## AIM:
Write out every line of the records below without changing anything.

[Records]
□ □ □ □

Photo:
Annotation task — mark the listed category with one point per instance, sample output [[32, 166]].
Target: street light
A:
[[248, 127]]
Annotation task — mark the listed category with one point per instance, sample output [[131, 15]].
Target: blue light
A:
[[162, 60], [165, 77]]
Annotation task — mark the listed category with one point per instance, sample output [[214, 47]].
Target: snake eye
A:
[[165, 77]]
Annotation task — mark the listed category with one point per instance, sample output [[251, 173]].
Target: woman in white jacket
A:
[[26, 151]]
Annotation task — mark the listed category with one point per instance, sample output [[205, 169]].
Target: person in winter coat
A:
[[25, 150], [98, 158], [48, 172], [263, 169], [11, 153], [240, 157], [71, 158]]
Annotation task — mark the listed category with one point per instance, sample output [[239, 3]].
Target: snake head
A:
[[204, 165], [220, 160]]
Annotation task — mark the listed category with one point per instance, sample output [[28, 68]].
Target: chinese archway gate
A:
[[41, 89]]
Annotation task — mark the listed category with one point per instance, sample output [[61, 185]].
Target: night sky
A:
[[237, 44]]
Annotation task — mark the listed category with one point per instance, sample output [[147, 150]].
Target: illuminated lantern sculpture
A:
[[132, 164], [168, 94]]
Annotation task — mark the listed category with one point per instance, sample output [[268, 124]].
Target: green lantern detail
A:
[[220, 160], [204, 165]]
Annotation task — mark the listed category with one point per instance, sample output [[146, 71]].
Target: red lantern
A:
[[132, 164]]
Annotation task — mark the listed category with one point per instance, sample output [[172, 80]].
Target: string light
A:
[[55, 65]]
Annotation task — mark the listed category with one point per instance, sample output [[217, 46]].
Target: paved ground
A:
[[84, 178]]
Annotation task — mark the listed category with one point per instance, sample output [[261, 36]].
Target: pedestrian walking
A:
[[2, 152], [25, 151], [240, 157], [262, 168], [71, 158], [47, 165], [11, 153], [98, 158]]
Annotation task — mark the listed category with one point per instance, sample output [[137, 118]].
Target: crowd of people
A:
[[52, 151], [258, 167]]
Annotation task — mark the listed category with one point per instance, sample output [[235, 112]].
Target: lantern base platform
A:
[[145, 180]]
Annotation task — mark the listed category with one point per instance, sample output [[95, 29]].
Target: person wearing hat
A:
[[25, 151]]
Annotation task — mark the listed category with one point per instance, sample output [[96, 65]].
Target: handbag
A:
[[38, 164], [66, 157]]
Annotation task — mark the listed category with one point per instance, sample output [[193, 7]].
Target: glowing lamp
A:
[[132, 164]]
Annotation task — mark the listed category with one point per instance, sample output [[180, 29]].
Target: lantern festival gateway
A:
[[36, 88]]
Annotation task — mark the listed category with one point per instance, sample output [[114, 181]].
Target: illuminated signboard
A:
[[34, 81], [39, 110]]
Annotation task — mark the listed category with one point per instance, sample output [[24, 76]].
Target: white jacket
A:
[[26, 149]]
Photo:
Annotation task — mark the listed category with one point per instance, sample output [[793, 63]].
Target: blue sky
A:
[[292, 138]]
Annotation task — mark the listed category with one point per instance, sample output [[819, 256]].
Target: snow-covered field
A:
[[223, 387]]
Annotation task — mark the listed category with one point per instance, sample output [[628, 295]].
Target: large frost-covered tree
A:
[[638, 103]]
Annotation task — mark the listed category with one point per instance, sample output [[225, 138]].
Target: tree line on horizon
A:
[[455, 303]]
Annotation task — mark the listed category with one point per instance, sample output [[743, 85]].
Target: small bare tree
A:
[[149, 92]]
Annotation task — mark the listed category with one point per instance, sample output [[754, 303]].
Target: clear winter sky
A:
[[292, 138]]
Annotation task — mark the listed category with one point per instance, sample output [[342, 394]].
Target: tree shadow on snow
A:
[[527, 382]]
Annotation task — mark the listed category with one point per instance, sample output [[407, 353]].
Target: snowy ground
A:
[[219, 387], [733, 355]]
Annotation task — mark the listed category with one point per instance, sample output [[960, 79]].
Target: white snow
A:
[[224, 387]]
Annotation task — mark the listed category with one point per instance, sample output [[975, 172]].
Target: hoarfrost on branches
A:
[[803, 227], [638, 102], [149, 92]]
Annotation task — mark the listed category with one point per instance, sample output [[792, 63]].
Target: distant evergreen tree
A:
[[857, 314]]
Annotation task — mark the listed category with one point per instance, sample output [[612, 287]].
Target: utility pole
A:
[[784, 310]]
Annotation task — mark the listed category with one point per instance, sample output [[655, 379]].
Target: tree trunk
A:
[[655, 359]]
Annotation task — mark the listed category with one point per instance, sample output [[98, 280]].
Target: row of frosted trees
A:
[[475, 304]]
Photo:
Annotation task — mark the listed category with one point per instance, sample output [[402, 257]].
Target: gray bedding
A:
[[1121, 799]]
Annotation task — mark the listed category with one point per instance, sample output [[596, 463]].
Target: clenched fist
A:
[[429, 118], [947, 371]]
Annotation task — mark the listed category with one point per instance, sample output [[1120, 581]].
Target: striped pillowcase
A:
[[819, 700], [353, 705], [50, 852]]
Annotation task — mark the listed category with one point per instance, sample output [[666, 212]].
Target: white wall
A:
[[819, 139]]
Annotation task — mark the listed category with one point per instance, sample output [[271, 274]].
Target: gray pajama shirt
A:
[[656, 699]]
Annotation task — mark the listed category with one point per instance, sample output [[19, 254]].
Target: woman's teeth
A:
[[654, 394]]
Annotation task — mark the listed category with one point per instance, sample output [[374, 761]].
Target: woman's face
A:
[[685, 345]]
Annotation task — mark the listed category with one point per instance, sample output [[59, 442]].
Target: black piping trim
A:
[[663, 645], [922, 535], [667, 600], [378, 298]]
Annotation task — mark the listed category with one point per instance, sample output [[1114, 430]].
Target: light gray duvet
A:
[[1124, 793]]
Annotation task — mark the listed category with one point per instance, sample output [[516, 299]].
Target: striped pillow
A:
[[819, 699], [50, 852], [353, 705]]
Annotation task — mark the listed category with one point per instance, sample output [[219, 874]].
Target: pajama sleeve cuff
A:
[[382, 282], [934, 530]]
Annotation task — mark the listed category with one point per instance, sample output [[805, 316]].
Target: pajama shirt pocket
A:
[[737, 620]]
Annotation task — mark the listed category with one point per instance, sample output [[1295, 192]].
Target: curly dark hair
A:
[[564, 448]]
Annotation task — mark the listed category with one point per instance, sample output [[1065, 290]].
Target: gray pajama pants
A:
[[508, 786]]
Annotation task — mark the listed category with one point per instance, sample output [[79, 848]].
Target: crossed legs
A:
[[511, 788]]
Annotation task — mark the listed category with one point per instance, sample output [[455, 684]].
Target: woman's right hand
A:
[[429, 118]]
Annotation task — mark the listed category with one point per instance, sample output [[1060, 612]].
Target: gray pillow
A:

□ □ □ □

## EXERCISE RESPONSE:
Photo:
Annotation task — mark the listed category with one point per instance, sample output [[32, 166]].
Target: street light
A:
[[248, 127]]
Annotation task — mark the listed category with one point per instance, sample output [[131, 15]].
Target: blue light
A:
[[162, 60], [165, 77]]
Annotation task — mark the listed category with one point per instance, sample output [[214, 47]].
Target: snake eye
A:
[[165, 77]]
Annotation task — mark the listed category with one point per instance, sample output [[251, 173]].
Target: woman in white jacket
A:
[[26, 151]]
Annotation task — mark the listed category with one point per instance, sample output [[205, 169]].
Target: person in winter coat
A:
[[25, 150], [98, 158], [48, 172], [263, 169], [11, 153], [240, 157], [71, 158]]
Annotation task — mark the listed category with one point per instance, sample output [[239, 3]].
Target: snake head
A:
[[204, 165], [220, 160]]
Annotation task — mark the listed category with one point per instance, sample output [[28, 68]].
Target: chinese archway gate
A:
[[41, 89]]
Annotation task — mark the listed category with one point per instance, sample output [[61, 185]].
Target: night sky
A:
[[237, 44]]
Annotation task — mark the listed category with one point per instance, sample output [[147, 150]].
Target: illuminated lantern sculpture
A:
[[132, 164], [168, 94]]
Annotation task — mark the listed category with one point per instance, sample output [[268, 124]].
Target: green lantern detail
A:
[[220, 160], [204, 165]]
Annotation task — mark the listed category with one point per instance, sample output [[146, 71]].
Target: red lantern
A:
[[132, 164]]
Annotation task — mark the listed category with one point per instance, sample output [[172, 80]].
Target: string light
A:
[[55, 65]]
Annotation task — mark the listed category with one point per instance, sample output [[217, 46]].
Target: paved ground
A:
[[84, 178]]
Annotation task — mark the listed category with one point per instance, sample output [[261, 36]].
Target: pedestrian walking
A:
[[2, 152], [25, 151], [240, 157], [262, 168], [71, 158], [47, 165], [11, 153], [98, 158]]
Annotation task — mark the listed category with one point per instance, sample output [[137, 118]].
Target: crowd of people
A:
[[52, 151], [258, 167]]
Annotation task — mark the listed category with one point per instance, sample output [[235, 112]].
Target: lantern base platform
A:
[[145, 180]]
Annotation task — mark the listed category with one point per instance, sample output [[95, 29]].
Target: person wearing hat
A:
[[25, 151]]
Annotation task — mark the listed category with one point per instance, sample output [[96, 65]].
Target: handbag
A:
[[38, 164], [66, 157]]
Annotation task — mark the listed category with one point per instance, sample output [[193, 7]].
Target: glowing lamp
A:
[[132, 164]]
Annotation task — mark the listed category with one point per instance, sample output [[180, 29]].
Target: lantern festival gateway
A:
[[36, 88]]
Annotation task — mark the listed category with one point per instance, sample output [[114, 181]].
Target: illuminated signboard
A:
[[34, 81], [39, 110]]
Annotation task — mark the listed category with one point per instance, sample output [[24, 76]].
Target: white jacket
A:
[[26, 149]]
Photo:
Annotation task — mark the listed category with one point per instance, sample output [[793, 63]].
Target: blue sky
A:
[[292, 138]]
Annotation task — mark the listed category with one point per instance, sample output [[819, 256]].
Target: snow-covered field
A:
[[223, 387]]
Annotation task — mark the listed category with one point per instance, sample output [[628, 295]].
Target: large frost-covered tree
A:
[[638, 103]]
Annotation task — mark the listed category with one point per instance, sample output [[225, 138]].
Target: tree line on horizon
A:
[[455, 303]]
Annotation task — mark the listed category with one point per instance, sample output [[743, 85]].
Target: small bare tree
A:
[[149, 92]]
Annotation task — mark the listed category with one point per instance, sample output [[754, 303]].
Target: clear winter sky
A:
[[292, 138]]
Annotation task — mark the listed category with one point per instance, sample output [[342, 394]].
Target: tree shadow on snow
A:
[[527, 382]]
Annotation task — mark the listed category with one point per instance, sample output [[407, 353]].
Target: snowy ground
A:
[[219, 387], [733, 355]]
Annotation task — mark the listed category with one point per instance, sample output [[960, 79]].
Target: white snow
A:
[[224, 387]]
Annotation task — mark the listed category with one point per instance, sample output [[975, 172]].
Target: hoarfrost on branches
A:
[[803, 227], [638, 102], [149, 92]]
Annotation task — mark the listed category with one point per instance, sample output [[792, 63]].
Target: distant evergreen tree
A:
[[857, 314]]
Annotation task — mark the listed category with one point per instance, sample output [[612, 287]].
Target: utility pole
A:
[[784, 310]]
Annotation task — mark the listed category with one point per instance, sample output [[655, 379]].
Target: tree trunk
A:
[[655, 359]]
Annotation task — mark the listed category with one point per instance, sample output [[98, 280]].
Target: row of frosted trees
A:
[[475, 304]]
Photo:
Annotation task — mark the listed category with one point per instance, sample output [[402, 257]].
Target: gray bedding
A:
[[1121, 799]]
Annotation task — mark the listed category with one point per instance, sample output [[596, 463]].
Target: clenched fist
A:
[[429, 118], [947, 371]]
Annotation task — mark the listed category with one point per instance, sample output [[1120, 581]].
Target: striped pillowcase
A:
[[819, 700], [353, 705], [50, 852]]
Annotation task — mark the listed category with one point per instance, sample output [[666, 212]].
Target: white wall
A:
[[819, 139]]
Annotation task — mark the listed category with one point per instance, sample output [[271, 274]].
Target: gray pajama shirt
A:
[[656, 699]]
Annotation task — mark the listed category with one point per instance, sample output [[19, 254]].
Target: woman's teeth
A:
[[654, 394]]
Annotation task — mark the listed category with one point per instance, sample output [[374, 761]].
Target: woman's face
A:
[[685, 345]]
Annotation task — mark the listed category with one point per instance, sample output [[59, 442]].
Target: black piping trim
A:
[[663, 645], [922, 535], [667, 600], [378, 298]]
Annotation task — mark the listed category with one point per instance, sample output [[1114, 430]].
Target: light gray duvet
A:
[[1124, 793]]
Annotation task — mark the listed category with one point per instance, sample output [[516, 299]].
Target: striped pillow
A:
[[819, 699], [50, 852], [353, 705]]
Annotation task — mark the listed category with one point per instance, sample output [[219, 874]].
Target: pajama sleeve cuff
A:
[[382, 282], [934, 530]]
Annotation task — mark the listed category with one point per instance, sample output [[805, 316]].
Target: pajama shirt pocket
A:
[[737, 620]]
Annotation task — mark the listed category with one point per instance, sample output [[1295, 192]].
Target: curly dark hair
A:
[[564, 448]]
Annotation task — mark the listed category with one point per instance, sample output [[1065, 290]].
Target: gray pajama pants
A:
[[508, 786]]
Annotation task — mark the listed category with one point per instance, sample output [[79, 848]].
Target: crossed legs
A:
[[511, 788]]
Annotation task — mark the listed category with one point per instance, sample output [[455, 684]].
Target: woman's right hand
A:
[[429, 118]]
Annotation task — mark the listed category with one point per instance, sample output [[1060, 612]].
Target: gray pillow
A:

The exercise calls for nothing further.